### Short problem:
Every entry that follows should be repeated exactly; drop the images.

[Start of Provided material]

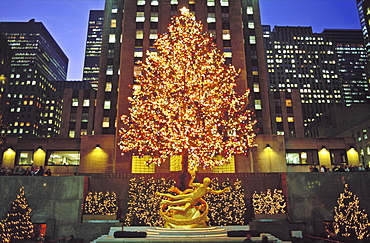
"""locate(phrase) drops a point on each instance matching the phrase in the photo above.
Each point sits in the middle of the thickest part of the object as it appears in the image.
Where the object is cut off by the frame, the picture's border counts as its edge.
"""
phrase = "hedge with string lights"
(17, 224)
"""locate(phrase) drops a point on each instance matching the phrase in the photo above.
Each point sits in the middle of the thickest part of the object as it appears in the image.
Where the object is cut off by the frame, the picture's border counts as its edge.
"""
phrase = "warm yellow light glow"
(350, 219)
(99, 203)
(269, 203)
(184, 11)
(187, 103)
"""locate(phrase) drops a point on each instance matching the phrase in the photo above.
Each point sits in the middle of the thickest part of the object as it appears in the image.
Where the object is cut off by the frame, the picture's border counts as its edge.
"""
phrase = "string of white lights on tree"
(18, 220)
(4, 235)
(229, 207)
(351, 221)
(268, 203)
(143, 204)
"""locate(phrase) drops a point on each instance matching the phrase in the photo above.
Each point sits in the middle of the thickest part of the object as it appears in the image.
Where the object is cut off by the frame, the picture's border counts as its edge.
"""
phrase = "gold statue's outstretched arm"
(226, 189)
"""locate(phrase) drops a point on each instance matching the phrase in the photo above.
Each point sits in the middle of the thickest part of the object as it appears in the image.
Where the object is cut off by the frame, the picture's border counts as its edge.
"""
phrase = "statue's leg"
(180, 208)
(168, 202)
(176, 197)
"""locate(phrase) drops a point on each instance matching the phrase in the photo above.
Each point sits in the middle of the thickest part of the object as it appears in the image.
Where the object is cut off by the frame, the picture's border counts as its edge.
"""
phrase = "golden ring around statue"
(198, 220)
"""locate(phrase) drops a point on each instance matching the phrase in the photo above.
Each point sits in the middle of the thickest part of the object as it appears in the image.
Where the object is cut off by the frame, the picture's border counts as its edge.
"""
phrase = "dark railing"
(325, 239)
(59, 240)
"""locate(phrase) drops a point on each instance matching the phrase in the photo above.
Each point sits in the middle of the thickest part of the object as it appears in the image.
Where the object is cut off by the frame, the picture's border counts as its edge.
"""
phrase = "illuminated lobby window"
(25, 158)
(288, 103)
(290, 119)
(106, 104)
(225, 168)
(175, 163)
(256, 87)
(210, 2)
(257, 104)
(72, 134)
(224, 3)
(105, 122)
(74, 102)
(63, 158)
(139, 166)
(108, 87)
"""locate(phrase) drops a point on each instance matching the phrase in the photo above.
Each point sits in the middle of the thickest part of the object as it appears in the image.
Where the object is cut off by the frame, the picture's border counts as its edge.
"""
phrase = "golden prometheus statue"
(187, 209)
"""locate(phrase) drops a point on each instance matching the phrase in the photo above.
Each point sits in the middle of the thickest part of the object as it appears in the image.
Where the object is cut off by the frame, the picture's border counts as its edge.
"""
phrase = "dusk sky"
(67, 20)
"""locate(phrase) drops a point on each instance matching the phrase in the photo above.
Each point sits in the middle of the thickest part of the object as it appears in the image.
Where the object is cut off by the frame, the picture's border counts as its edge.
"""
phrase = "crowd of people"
(29, 171)
(340, 168)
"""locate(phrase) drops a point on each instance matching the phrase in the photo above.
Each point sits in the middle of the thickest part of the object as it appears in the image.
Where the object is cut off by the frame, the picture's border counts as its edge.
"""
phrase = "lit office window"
(74, 102)
(63, 158)
(252, 39)
(225, 168)
(154, 17)
(249, 10)
(25, 158)
(257, 105)
(153, 34)
(105, 122)
(140, 2)
(228, 54)
(139, 166)
(224, 3)
(210, 3)
(112, 38)
(109, 70)
(176, 163)
(113, 23)
(108, 86)
(83, 132)
(211, 18)
(85, 117)
(86, 102)
(288, 103)
(140, 17)
(107, 104)
(138, 54)
(137, 70)
(226, 34)
(139, 34)
(256, 87)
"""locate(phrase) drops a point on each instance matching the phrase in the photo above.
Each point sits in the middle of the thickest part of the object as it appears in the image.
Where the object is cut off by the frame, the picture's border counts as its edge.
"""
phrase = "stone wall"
(311, 199)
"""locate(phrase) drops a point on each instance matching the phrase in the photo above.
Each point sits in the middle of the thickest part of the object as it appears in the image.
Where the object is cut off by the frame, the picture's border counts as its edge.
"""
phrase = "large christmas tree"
(18, 220)
(186, 103)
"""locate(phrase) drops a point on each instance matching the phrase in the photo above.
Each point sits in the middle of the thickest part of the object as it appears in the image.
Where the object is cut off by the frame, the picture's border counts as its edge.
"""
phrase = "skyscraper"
(5, 59)
(236, 28)
(299, 59)
(32, 105)
(363, 7)
(93, 47)
(351, 60)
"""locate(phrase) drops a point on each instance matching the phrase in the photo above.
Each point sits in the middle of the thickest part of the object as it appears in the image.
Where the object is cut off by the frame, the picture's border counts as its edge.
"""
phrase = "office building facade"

[End of Provided material]

### Reply to the task:
"""locate(phrase) drops a point on each instance matching the phrase in the photo above.
Each point sits in the middle of the thickest part of the object as it appears in the image.
Where the object is cut off by the frame, the picture's border counts as its edge.
"""
phrase = "hedge with string lights"
(17, 224)
"""locate(phrase) drops a point on each instance matching the phrase in the photo above.
Each point sits in the middle of the thickest part of the object as it appears in the image.
Where the object is cut off by the frame, the picture's border counts as its edge.
"""
phrase = "warm yellow light glow"
(350, 219)
(99, 203)
(269, 203)
(184, 11)
(187, 103)
"""locate(phrase) drops a point on each instance matching the phrase in the photo above.
Each point sits in the middle of the thickest part of the object as it appears in the image.
Where the object is cut off by the frame, the picture's border counts as its edge.
"""
phrase = "string of white lights on tree"
(18, 220)
(4, 235)
(229, 207)
(351, 221)
(268, 203)
(143, 204)
"""locate(phrase) drops a point on each instance matching the phrase in the photo above.
Each point sits in the middle of the thickest part of the object as it appears in the image.
Where the object is cut off by the frame, the picture's border counts as its edge.
"""
phrase = "gold statue's outstretched arm"
(226, 189)
"""locate(phrase) drops a point on each instance matching the phrase in the photo above.
Each point sits in the middle of the thickest part of the object as it appears in the image.
Where the object is cut off by the frame, the picture's border counts as its edge.
"""
phrase = "statue's leg"
(180, 208)
(168, 202)
(176, 197)
"""locate(phrase) drops a point on each instance matching the phrase in the photo above.
Each point sits in the middle of the thickest part of the object as it appears in the image.
Where the object is cut off by the frame, the picture's border counts as its edge.
"""
phrase = "golden ring around statue"
(198, 220)
"""locate(phrase) drops a point on each instance matching the phrase in the photo above.
Each point sits in the middle of the thickest part of the object as it appears in the image.
Where the object is cut off by the frame, the picture's border counts as its edge.
"""
phrase = "dark railing"
(325, 239)
(59, 240)
"""locate(phrase) drops a point on each instance matching the phrase in the photo above.
Each point sits in the middle of the thickest part of the object as it appears in the image.
Where the object is cut off by the frame, the picture's border counts as its edge.
"""
phrase = "illuminated lobby window"
(25, 158)
(288, 103)
(290, 119)
(106, 104)
(225, 168)
(175, 163)
(256, 87)
(210, 2)
(257, 104)
(72, 134)
(224, 3)
(105, 122)
(74, 102)
(63, 158)
(139, 166)
(108, 87)
"""locate(phrase) drops a point on each instance matching the phrase in the photo above.
Each point sits in the middle of the thickest part of the object as it appears in the image.
Where the object is cut off by the frame, the picture's border counts as its edge.
"""
phrase = "golden prometheus statue"
(187, 209)
"""locate(phrase) drops a point on each instance matching the phrase in the photo above.
Each point sits in the middle of the thickest part of the object as it appears in the image.
Where the object is cut off by the frame, the picture's border counts as its edge.
"""
phrase = "dusk sky"
(67, 20)
"""locate(phrase) drops a point on each instance matching the phrase in the photo above.
Each point sits in the middle of the thickest part of the object as it appears in the image.
Where the object is cut off by the frame, the picture's border counts as its edge.
"""
phrase = "crowd of people"
(29, 171)
(340, 168)
"""locate(phrase) drops a point on each instance matching the phrase in the photo above.
Each point sits in the middle of the thickest part of the object as it appears in the image.
Where the object is cut off by the frame, the picture's border counts as its edge.
"""
phrase = "lit office window"
(74, 102)
(63, 158)
(252, 39)
(225, 168)
(154, 17)
(249, 10)
(25, 158)
(257, 105)
(153, 34)
(105, 122)
(140, 2)
(228, 54)
(139, 166)
(224, 3)
(210, 3)
(112, 38)
(109, 70)
(176, 163)
(113, 23)
(108, 86)
(83, 132)
(211, 18)
(85, 117)
(86, 102)
(288, 103)
(140, 17)
(107, 104)
(138, 54)
(137, 70)
(226, 34)
(139, 34)
(256, 87)
"""locate(phrase) drops a point on each instance matching the phrase in the photo above.
Each point sits in the middle of the thickest part of the object as it appears in the image.
Where the object is cut off by the frame, the picture's border counts as its edge.
"""
phrase = "stone wall"
(311, 199)
"""locate(phrase) drops a point on each instance matching the phrase in the photo above.
Each point sits in the middle of the thickest part of the object as it appears in the image.
Where the object is cut off by the frame, the picture's border counts as its edge.
"""
phrase = "large christmas tree"
(18, 220)
(186, 103)
"""locate(phrase) drops a point on each instance matching the phrase in the photo above.
Each point sits in the middle of the thickest part of the object as it appears in the image.
Where the object is cut off by the frame, the picture's border counts as its edge.
"""
phrase = "skyscraper"
(5, 59)
(236, 28)
(299, 59)
(32, 105)
(363, 7)
(93, 47)
(351, 60)
"""locate(phrase) drops a point on each instance matching the phrase in the photo above.
Each point sits in the middle of the thickest part of the object as it appears in the image.
Where the object is cut off by the frame, the picture's border counts as its edge.
"""
phrase = "office building facade"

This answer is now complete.